» **ENTRIES**:
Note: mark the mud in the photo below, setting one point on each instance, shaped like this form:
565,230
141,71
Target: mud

* * *

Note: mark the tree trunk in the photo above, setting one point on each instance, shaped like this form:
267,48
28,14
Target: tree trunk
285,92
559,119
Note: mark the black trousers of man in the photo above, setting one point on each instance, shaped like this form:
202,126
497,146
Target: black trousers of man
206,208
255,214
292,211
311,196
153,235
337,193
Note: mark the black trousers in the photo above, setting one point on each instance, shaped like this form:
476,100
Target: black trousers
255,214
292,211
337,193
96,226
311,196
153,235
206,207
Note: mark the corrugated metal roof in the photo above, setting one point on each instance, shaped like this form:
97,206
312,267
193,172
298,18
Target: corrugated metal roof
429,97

==

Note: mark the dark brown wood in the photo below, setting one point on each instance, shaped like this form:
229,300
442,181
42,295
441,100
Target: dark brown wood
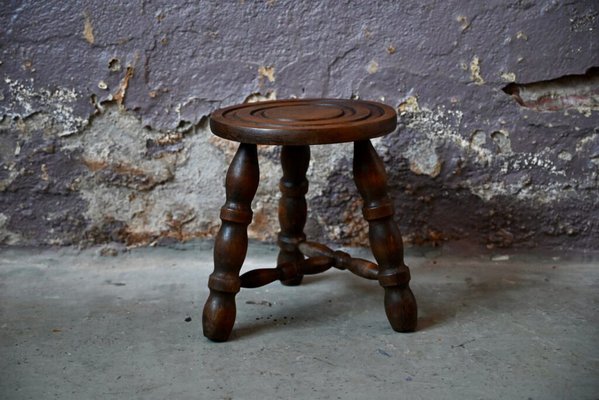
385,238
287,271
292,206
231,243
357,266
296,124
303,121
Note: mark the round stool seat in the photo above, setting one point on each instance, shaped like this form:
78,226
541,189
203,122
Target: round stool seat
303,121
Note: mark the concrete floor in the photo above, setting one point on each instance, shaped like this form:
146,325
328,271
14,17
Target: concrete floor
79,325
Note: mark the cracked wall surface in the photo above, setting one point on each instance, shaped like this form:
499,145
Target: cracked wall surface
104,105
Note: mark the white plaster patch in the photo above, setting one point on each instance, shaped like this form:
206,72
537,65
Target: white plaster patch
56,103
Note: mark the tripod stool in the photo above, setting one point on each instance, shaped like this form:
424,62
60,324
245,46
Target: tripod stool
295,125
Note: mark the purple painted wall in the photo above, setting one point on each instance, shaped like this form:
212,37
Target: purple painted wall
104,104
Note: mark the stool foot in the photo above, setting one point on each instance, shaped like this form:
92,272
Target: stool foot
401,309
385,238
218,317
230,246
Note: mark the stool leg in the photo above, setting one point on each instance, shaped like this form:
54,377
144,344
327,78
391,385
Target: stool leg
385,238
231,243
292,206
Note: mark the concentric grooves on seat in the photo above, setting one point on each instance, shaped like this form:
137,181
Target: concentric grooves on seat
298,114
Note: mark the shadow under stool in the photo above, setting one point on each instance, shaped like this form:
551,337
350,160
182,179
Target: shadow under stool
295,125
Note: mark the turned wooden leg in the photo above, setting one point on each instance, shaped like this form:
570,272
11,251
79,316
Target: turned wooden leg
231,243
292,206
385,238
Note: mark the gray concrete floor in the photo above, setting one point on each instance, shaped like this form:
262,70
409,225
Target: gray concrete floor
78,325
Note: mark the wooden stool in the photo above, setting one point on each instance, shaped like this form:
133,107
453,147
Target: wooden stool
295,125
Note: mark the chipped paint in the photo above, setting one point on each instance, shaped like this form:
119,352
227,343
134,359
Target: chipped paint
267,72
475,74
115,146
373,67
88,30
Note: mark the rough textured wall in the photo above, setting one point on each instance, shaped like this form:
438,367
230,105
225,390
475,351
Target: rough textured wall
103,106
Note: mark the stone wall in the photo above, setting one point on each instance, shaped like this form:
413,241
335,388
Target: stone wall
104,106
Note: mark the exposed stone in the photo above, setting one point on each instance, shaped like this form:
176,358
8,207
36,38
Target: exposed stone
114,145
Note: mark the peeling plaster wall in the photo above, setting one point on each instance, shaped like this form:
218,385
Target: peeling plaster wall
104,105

» **WRITTEN INSTRUCTION**: Arrange the data lines starting at the one containing "Note: mark the mud" and ending at the one containing "Target: mud" as a numbered list, leaving out any blank lines.

» **TASK RESULT**:
1. Note: mark the mud in the photo below, setting one point on each instance, shaped like this form:
2. 565,230
3. 141,71
4. Target: mud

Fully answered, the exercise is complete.